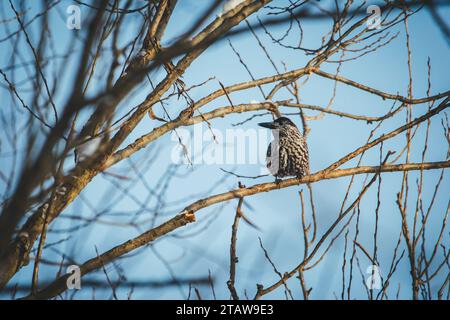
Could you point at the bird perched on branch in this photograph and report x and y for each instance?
(287, 154)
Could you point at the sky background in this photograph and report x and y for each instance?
(203, 247)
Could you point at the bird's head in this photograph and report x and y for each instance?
(281, 123)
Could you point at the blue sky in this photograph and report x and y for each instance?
(277, 213)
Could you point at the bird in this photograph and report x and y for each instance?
(287, 154)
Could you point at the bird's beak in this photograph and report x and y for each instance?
(269, 125)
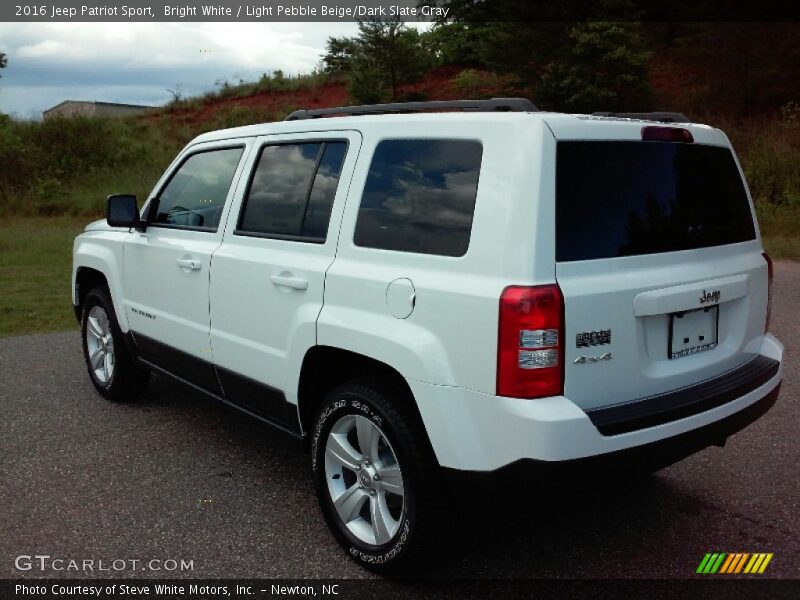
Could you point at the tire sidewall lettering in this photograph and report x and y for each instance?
(354, 405)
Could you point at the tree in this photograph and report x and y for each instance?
(606, 69)
(384, 55)
(339, 55)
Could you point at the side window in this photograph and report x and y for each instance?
(292, 190)
(195, 194)
(420, 196)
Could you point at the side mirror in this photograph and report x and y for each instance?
(122, 211)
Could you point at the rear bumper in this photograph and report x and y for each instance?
(638, 459)
(472, 431)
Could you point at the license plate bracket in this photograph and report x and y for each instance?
(693, 331)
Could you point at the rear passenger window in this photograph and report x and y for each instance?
(292, 191)
(420, 196)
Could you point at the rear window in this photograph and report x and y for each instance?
(629, 198)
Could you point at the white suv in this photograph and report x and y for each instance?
(481, 290)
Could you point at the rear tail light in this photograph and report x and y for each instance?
(655, 133)
(769, 290)
(530, 350)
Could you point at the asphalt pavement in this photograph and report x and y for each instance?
(176, 477)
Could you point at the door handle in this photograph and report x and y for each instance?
(189, 263)
(295, 283)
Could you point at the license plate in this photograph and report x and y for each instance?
(693, 331)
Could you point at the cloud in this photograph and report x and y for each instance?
(137, 62)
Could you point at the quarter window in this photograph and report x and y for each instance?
(195, 194)
(292, 190)
(420, 196)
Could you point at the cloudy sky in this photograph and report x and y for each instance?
(136, 63)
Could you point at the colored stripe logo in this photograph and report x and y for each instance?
(734, 563)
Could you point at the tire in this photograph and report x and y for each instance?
(113, 371)
(388, 533)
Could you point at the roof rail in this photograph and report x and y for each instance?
(661, 117)
(492, 105)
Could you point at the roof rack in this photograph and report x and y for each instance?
(661, 117)
(492, 105)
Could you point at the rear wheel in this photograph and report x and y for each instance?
(375, 477)
(112, 369)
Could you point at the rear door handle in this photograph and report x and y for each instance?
(295, 283)
(190, 264)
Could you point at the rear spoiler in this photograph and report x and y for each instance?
(660, 117)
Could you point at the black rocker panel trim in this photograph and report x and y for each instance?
(686, 401)
(190, 368)
(256, 399)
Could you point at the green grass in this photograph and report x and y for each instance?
(36, 263)
(780, 230)
(35, 271)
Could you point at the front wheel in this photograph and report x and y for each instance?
(112, 369)
(375, 477)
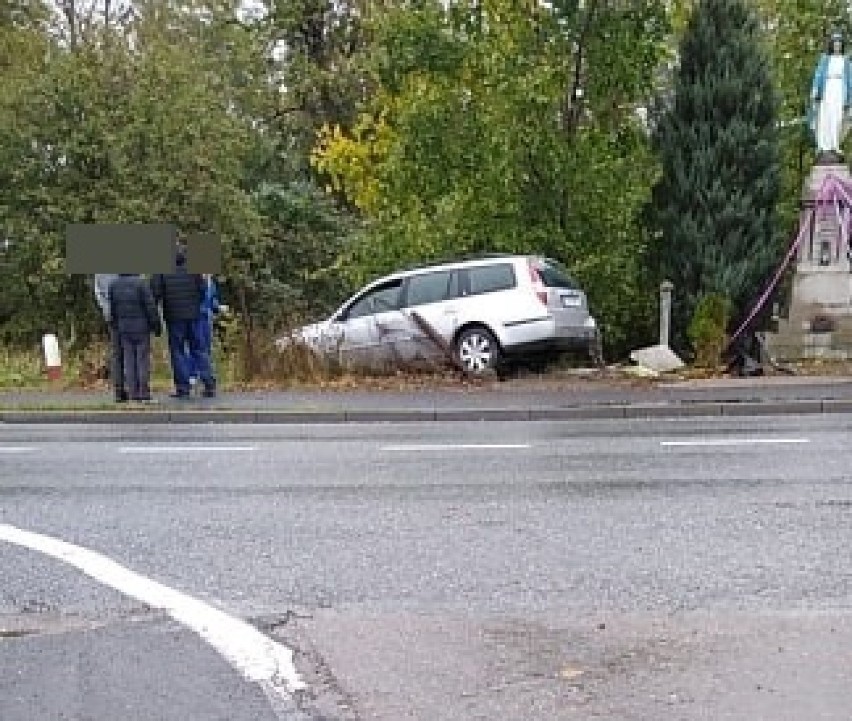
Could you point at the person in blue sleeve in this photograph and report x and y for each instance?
(210, 307)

## Task objective
Give every entry back unchanged, with no pictures.

## The completed task
Could you point at the bird perched on branch in this photograph and report x and y for each instance?
(287, 154)
Could you point at the sky background in this photograph and report x and y for each instance?
(203, 247)
Could you point at the bird's head in this photograph and report x and y for each instance?
(281, 123)
Could you point at the blue sky in this photograph and report x and y for each instance?
(277, 213)
Could you point at the bird in this photograph and report x and y for each instance?
(287, 154)
Could you point at the bird's beak in this photograph and report x and y for each instance?
(269, 125)
Could you point at the tire sidewall lettering in this photograph and report x and y for each instance?
(354, 405)
Could you point at the tree in this photograph and report x and y for each instance?
(606, 69)
(384, 55)
(339, 55)
Could you point at the side window in this photograph and report x and y for each instance?
(292, 190)
(195, 194)
(420, 196)
Could you point at the side mirror in this photograph and report x and y for each instance?
(122, 211)
Could you point at the rear bumper in this photograph and report x and y for each instance?
(638, 459)
(472, 431)
Could you point at the license plate bracket in this photograph and report x and y for each instance?
(693, 331)
Could you point at the rear passenger window in this photograph and report x and y for each instance?
(292, 191)
(420, 196)
Could you point at the rear window in this photograph and report x and y for each instance?
(629, 198)
Could you point at the white suv in this photograph and report x and y for each instance?
(481, 290)
Could you point at the rear tail light in this photograph and report x and y for each instance?
(655, 133)
(769, 290)
(530, 350)
Could you point at the asphalt pavement in this photograph and report x and y for each instance?
(176, 477)
Could you point at the door handle in this photograph and report x and y for each instance?
(189, 263)
(295, 283)
Could you point at the license plate in this photograph and report x and y for each instance?
(693, 331)
Could you point at the cloud in this photograph and report x and y for each instance?
(137, 62)
Could you point at the quarter window in this photograph and report x and y for each instance?
(195, 194)
(292, 190)
(420, 196)
Could you point at the cloudy sky in this photograph and report x and y for each instance?
(136, 63)
Could you point at the colored stripe logo in this photograph and report x and y for each instance?
(734, 563)
Could you point at the tire in this photograph and report x and y for each instance?
(113, 371)
(388, 533)
Could you point at the roof rail in this photograph and report x and y for each instance?
(661, 117)
(492, 105)
Could you point at the roof rack in this photograph and report x and y for each instance?
(661, 117)
(492, 105)
Could you point at the rear wheel in this photograph and report x and y for each instance?
(375, 477)
(112, 369)
Could you point at the rear door handle in this photograph and report x and y for each instance?
(295, 283)
(190, 264)
Could you point at the rear spoiler in this photograph and report x and y for each instance?
(660, 117)
Could you point at the black rocker panel trim in this photograph and report x and y for each instance?
(686, 401)
(190, 368)
(256, 399)
Could you point at the green grass in this photograph and report x and y for each instance?
(36, 263)
(780, 230)
(35, 271)
Could you point at the front wheel in this photograph and report x and y for each instance?
(112, 369)
(375, 477)
Could you point at the person in blue sleeve in this photograph and report x and y for each instance?
(210, 307)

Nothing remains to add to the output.